- Exercise
Reproduce all entries verbatim, with nothing added or dropped.

- The input
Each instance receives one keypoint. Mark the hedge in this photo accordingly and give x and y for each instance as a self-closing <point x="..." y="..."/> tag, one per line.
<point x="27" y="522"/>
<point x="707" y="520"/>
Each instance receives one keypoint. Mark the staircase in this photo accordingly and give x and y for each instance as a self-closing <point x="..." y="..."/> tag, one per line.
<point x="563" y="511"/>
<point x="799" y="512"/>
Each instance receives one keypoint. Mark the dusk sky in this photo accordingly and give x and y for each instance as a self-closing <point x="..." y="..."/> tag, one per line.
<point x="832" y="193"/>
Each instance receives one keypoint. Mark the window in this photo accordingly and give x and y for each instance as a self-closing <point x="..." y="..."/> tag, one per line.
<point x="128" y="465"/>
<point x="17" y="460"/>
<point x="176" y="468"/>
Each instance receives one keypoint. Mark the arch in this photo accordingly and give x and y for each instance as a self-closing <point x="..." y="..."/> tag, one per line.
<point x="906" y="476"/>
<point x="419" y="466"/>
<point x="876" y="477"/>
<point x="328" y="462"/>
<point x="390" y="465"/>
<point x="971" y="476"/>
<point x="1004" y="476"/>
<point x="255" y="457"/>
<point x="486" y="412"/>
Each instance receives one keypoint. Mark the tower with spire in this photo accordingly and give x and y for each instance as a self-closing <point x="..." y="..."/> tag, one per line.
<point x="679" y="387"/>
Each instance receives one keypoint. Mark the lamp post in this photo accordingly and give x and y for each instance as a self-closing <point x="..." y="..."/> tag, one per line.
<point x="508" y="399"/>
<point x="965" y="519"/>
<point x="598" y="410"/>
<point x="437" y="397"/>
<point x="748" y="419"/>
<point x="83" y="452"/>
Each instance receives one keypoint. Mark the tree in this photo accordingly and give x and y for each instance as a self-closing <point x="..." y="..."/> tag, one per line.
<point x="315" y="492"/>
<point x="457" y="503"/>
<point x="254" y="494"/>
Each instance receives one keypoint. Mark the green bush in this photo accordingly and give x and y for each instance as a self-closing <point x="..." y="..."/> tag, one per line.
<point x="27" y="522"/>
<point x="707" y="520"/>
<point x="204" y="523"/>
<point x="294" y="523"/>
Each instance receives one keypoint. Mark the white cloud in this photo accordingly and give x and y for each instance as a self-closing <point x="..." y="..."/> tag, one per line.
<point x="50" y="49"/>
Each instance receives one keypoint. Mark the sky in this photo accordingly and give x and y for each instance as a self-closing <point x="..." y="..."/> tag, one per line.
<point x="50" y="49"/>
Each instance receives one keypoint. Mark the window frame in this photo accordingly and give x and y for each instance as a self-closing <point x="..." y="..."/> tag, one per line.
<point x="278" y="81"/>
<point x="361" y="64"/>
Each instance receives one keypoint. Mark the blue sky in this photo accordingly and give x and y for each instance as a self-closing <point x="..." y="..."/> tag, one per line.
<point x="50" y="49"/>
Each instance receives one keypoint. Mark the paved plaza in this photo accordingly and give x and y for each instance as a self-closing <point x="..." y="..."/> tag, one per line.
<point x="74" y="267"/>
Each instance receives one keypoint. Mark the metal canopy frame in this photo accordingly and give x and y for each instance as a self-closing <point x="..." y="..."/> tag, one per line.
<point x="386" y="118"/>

- Task result
Each instance receives one keypoint. Mark the hedge in this photo accordingly and give x and y for each instance as a self-closing <point x="..." y="..."/> tag, one per line.
<point x="27" y="522"/>
<point x="707" y="520"/>
Each instance receives one keypoint. Mark the staircase in this photo accordingly and give x and y for each instance as a self-closing <point x="..." y="..."/> tag, one per line.
<point x="563" y="511"/>
<point x="799" y="512"/>
Each instance receives one keypoint. Mark the dusk sky in this photo accordingly and give x and y for each instance as a self-closing <point x="..." y="..."/> tag, one per line.
<point x="832" y="193"/>
Each instance receives one keypoint. Mark the window in this photo accordingly and give x and y for each instance as a self-closing <point x="..." y="..."/> tag, one per line.
<point x="128" y="465"/>
<point x="17" y="460"/>
<point x="176" y="468"/>
Each instance receives one keypoint. Mark the arch in this photo accordingly and give x and y for each instance as a self-closing <point x="..." y="..."/> tag, one per line.
<point x="906" y="476"/>
<point x="419" y="466"/>
<point x="876" y="477"/>
<point x="328" y="462"/>
<point x="390" y="465"/>
<point x="971" y="476"/>
<point x="1004" y="476"/>
<point x="255" y="457"/>
<point x="486" y="412"/>
Each instance receives one keypoint. Mark the tower with spire in this photo accordingly and give x and y for each instance as a self-closing <point x="..." y="..."/> tag, one per line.
<point x="679" y="387"/>
Each instance receives one keypoint. Mark the lamp post in this photo accordingly and give x and y for each instance as a self-closing <point x="..." y="..."/> tag, one per line.
<point x="508" y="399"/>
<point x="965" y="519"/>
<point x="598" y="410"/>
<point x="437" y="397"/>
<point x="748" y="419"/>
<point x="83" y="452"/>
Each instance receives one keypoint. Mark the tree in this photo accordingly and give x and y for each instance as a self-closing <point x="..." y="..."/> tag, one per line.
<point x="315" y="492"/>
<point x="457" y="503"/>
<point x="254" y="494"/>
Each instance receives one keypoint. Mark the green bush in this photo accordingly and give x and y for each instance as a self-closing <point x="..." y="..."/> tag, one per line.
<point x="27" y="522"/>
<point x="707" y="520"/>
<point x="204" y="523"/>
<point x="294" y="523"/>
Each instance receives one keypoint. Mark the white cloud in this photo accordingly and give x and y for each instance as a self-closing <point x="..." y="..."/> tag, one per line.
<point x="50" y="49"/>
Each instance receives one keypoint. Mark the sky in this photo accordingly and give x and y for each instance as a self-closing <point x="..." y="..."/> tag, one per line.
<point x="50" y="49"/>
Each instance receives one keypoint. Mark the window frame in this photo accordingly and give x and y for each instance as a self-closing <point x="..." y="..."/> tag, one per line.
<point x="278" y="81"/>
<point x="361" y="64"/>
Each instance receives one keypoint. Mark the blue sky in this photo accordingly and give x and y for each instance as a self-closing <point x="..." y="..."/> tag, one per line.
<point x="50" y="49"/>
Each instance receives one keypoint. Mark the paved plaza in this photo accordingly and give x and y for each instance as a self-closing <point x="..." y="..."/> tag, one per line.
<point x="74" y="267"/>
Each instance receives one keypoint. Mark the metal canopy frame in this photo accordingly and give x and y for each instance as a self-closing <point x="..." y="..."/> tag, one per line.
<point x="386" y="118"/>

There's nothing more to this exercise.